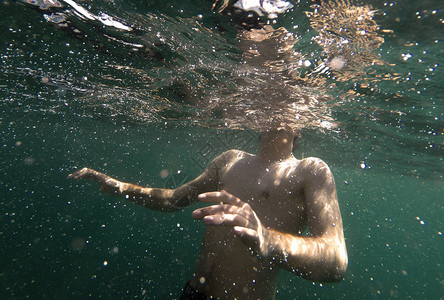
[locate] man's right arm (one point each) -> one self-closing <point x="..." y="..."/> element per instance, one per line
<point x="167" y="200"/>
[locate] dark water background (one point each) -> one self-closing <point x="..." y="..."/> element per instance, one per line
<point x="75" y="92"/>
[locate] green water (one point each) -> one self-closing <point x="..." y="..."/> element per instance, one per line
<point x="71" y="99"/>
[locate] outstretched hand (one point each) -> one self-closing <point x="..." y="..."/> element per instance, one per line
<point x="232" y="212"/>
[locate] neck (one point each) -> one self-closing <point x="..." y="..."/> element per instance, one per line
<point x="275" y="146"/>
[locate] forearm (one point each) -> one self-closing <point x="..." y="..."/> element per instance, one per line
<point x="315" y="258"/>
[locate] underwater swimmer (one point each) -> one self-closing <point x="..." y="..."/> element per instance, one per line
<point x="258" y="208"/>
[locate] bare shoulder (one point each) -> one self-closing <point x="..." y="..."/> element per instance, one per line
<point x="314" y="164"/>
<point x="230" y="156"/>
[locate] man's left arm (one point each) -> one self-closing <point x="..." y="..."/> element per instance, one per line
<point x="321" y="256"/>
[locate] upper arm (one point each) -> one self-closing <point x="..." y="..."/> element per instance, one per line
<point x="206" y="182"/>
<point x="323" y="214"/>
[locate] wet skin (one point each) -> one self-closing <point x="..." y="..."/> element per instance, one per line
<point x="258" y="208"/>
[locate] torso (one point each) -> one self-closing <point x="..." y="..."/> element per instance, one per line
<point x="275" y="192"/>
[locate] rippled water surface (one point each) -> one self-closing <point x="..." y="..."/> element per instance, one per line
<point x="151" y="91"/>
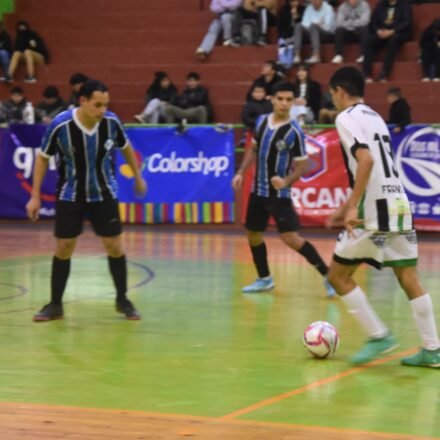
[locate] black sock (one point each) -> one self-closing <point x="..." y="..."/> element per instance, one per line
<point x="118" y="269"/>
<point x="259" y="253"/>
<point x="58" y="279"/>
<point x="309" y="252"/>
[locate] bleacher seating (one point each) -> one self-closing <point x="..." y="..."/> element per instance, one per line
<point x="123" y="42"/>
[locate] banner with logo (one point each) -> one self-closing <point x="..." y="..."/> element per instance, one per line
<point x="189" y="176"/>
<point x="18" y="148"/>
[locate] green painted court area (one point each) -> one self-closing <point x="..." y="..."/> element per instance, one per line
<point x="203" y="348"/>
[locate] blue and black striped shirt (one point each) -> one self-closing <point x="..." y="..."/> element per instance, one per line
<point x="277" y="146"/>
<point x="85" y="157"/>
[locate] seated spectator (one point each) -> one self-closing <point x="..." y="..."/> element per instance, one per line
<point x="317" y="26"/>
<point x="288" y="17"/>
<point x="390" y="27"/>
<point x="50" y="106"/>
<point x="28" y="47"/>
<point x="430" y="51"/>
<point x="160" y="92"/>
<point x="307" y="93"/>
<point x="257" y="105"/>
<point x="5" y="51"/>
<point x="352" y="21"/>
<point x="262" y="12"/>
<point x="400" y="112"/>
<point x="270" y="76"/>
<point x="328" y="111"/>
<point x="13" y="110"/>
<point x="192" y="105"/>
<point x="76" y="81"/>
<point x="222" y="23"/>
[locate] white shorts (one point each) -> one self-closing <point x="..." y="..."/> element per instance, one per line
<point x="395" y="249"/>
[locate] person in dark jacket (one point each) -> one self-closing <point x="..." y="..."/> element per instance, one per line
<point x="430" y="51"/>
<point x="192" y="105"/>
<point x="256" y="106"/>
<point x="307" y="93"/>
<point x="51" y="105"/>
<point x="400" y="112"/>
<point x="5" y="50"/>
<point x="12" y="110"/>
<point x="390" y="27"/>
<point x="28" y="47"/>
<point x="76" y="81"/>
<point x="161" y="91"/>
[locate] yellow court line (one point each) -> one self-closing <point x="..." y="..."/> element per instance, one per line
<point x="316" y="384"/>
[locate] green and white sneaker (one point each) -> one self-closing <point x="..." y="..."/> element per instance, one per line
<point x="424" y="358"/>
<point x="375" y="348"/>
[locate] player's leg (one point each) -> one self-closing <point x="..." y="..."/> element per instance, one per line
<point x="105" y="220"/>
<point x="257" y="219"/>
<point x="351" y="251"/>
<point x="68" y="226"/>
<point x="401" y="254"/>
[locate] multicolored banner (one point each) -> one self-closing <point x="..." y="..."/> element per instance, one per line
<point x="325" y="186"/>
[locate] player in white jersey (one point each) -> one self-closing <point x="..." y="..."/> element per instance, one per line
<point x="378" y="225"/>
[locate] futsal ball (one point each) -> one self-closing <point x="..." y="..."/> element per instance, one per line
<point x="321" y="339"/>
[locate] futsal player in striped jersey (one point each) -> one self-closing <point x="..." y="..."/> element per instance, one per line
<point x="84" y="140"/>
<point x="279" y="141"/>
<point x="378" y="224"/>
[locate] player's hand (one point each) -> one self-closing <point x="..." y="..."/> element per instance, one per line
<point x="140" y="187"/>
<point x="278" y="182"/>
<point x="237" y="181"/>
<point x="33" y="208"/>
<point x="351" y="220"/>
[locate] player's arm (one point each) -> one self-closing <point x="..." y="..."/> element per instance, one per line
<point x="130" y="158"/>
<point x="249" y="158"/>
<point x="34" y="204"/>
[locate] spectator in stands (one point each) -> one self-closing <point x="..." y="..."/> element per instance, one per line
<point x="390" y="27"/>
<point x="262" y="12"/>
<point x="51" y="105"/>
<point x="400" y="112"/>
<point x="317" y="26"/>
<point x="270" y="75"/>
<point x="222" y="24"/>
<point x="352" y="21"/>
<point x="430" y="51"/>
<point x="12" y="110"/>
<point x="160" y="92"/>
<point x="28" y="47"/>
<point x="5" y="51"/>
<point x="289" y="16"/>
<point x="192" y="105"/>
<point x="307" y="93"/>
<point x="76" y="81"/>
<point x="256" y="106"/>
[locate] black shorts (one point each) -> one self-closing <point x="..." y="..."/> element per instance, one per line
<point x="260" y="209"/>
<point x="104" y="217"/>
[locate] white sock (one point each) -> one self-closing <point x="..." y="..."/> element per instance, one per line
<point x="423" y="313"/>
<point x="358" y="305"/>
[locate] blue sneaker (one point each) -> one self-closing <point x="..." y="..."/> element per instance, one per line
<point x="374" y="348"/>
<point x="259" y="285"/>
<point x="331" y="292"/>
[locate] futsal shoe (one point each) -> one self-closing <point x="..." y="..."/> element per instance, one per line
<point x="49" y="312"/>
<point x="259" y="285"/>
<point x="330" y="291"/>
<point x="126" y="307"/>
<point x="424" y="358"/>
<point x="375" y="348"/>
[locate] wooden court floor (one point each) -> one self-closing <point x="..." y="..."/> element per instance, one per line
<point x="206" y="361"/>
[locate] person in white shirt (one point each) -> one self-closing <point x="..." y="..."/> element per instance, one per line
<point x="317" y="25"/>
<point x="378" y="224"/>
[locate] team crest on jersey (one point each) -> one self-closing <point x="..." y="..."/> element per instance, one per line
<point x="281" y="145"/>
<point x="108" y="145"/>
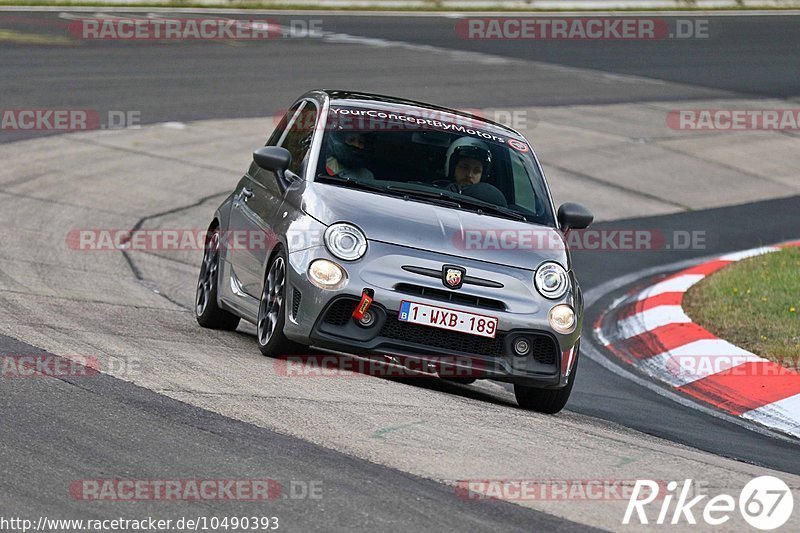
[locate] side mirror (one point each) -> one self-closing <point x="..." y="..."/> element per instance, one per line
<point x="273" y="158"/>
<point x="574" y="216"/>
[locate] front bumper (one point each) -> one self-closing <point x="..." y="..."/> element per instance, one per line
<point x="322" y="318"/>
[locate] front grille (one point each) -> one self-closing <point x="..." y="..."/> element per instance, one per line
<point x="340" y="312"/>
<point x="543" y="349"/>
<point x="443" y="295"/>
<point x="296" y="297"/>
<point x="442" y="338"/>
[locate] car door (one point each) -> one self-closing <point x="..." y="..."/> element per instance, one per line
<point x="258" y="199"/>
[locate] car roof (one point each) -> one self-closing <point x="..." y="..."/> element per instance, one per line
<point x="362" y="99"/>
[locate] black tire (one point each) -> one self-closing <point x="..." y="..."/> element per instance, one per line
<point x="548" y="401"/>
<point x="272" y="312"/>
<point x="206" y="309"/>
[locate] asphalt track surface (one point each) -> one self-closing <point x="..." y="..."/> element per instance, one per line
<point x="753" y="56"/>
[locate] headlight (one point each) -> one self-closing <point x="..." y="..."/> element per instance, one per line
<point x="562" y="319"/>
<point x="325" y="274"/>
<point x="551" y="280"/>
<point x="345" y="241"/>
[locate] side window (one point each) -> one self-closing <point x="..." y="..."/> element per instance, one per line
<point x="298" y="137"/>
<point x="277" y="133"/>
<point x="524" y="194"/>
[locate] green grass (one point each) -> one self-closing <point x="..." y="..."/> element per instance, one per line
<point x="754" y="304"/>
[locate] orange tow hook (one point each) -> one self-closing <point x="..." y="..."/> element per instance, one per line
<point x="363" y="306"/>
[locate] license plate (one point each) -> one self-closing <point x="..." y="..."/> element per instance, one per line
<point x="441" y="317"/>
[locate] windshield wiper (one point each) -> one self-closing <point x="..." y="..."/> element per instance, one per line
<point x="437" y="197"/>
<point x="350" y="182"/>
<point x="486" y="206"/>
<point x="462" y="199"/>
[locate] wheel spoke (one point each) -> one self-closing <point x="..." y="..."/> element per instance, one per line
<point x="271" y="301"/>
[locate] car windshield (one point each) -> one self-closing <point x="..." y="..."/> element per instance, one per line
<point x="454" y="165"/>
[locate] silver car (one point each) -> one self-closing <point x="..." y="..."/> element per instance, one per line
<point x="371" y="226"/>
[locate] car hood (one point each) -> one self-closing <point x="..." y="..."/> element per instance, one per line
<point x="435" y="228"/>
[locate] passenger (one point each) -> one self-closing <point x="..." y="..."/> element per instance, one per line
<point x="348" y="154"/>
<point x="468" y="161"/>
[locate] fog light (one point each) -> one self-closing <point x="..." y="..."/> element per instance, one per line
<point x="367" y="320"/>
<point x="325" y="274"/>
<point x="562" y="319"/>
<point x="521" y="346"/>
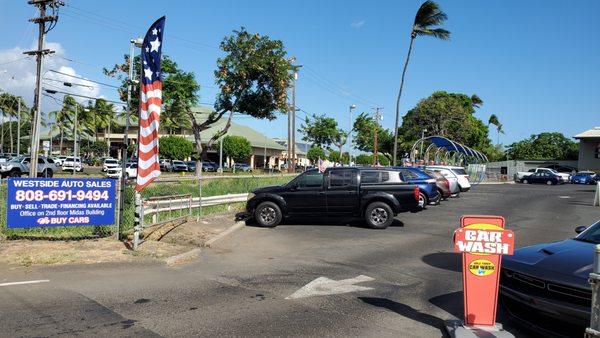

____________________

Begin with the line that has "[locate] windshield wiper" and continue to the last line of the entries, printing each line exactly and nothing else; include both ends and skip the pictures.

- Task answer -
[locate] windshield wiper (one point each) -> one self-closing <point x="..." y="..."/> element per instance, one per line
<point x="437" y="197"/>
<point x="350" y="182"/>
<point x="486" y="206"/>
<point x="462" y="199"/>
[locate] wheel spoke (one point each) -> one self-closing <point x="..." y="..."/> element per instance, one per line
<point x="271" y="301"/>
[locate] car windshield (one point each) -> one self-closing <point x="..." y="..."/> element per instance, one per line
<point x="454" y="165"/>
[locate] silver car (one point each) -> one self-closing <point x="..." y="..."/> element per instance, one per line
<point x="371" y="226"/>
[locate] car hood (one point each) -> one self-closing <point x="..." y="..."/> element per instance, one per line
<point x="435" y="228"/>
[locate] passenger (one point each) -> one self-closing <point x="..." y="..."/> element per instance, one per line
<point x="348" y="154"/>
<point x="468" y="161"/>
[locate] fog light (one point each) -> one self-closing <point x="..." y="..."/> element per instance, one per line
<point x="367" y="320"/>
<point x="325" y="274"/>
<point x="562" y="319"/>
<point x="521" y="346"/>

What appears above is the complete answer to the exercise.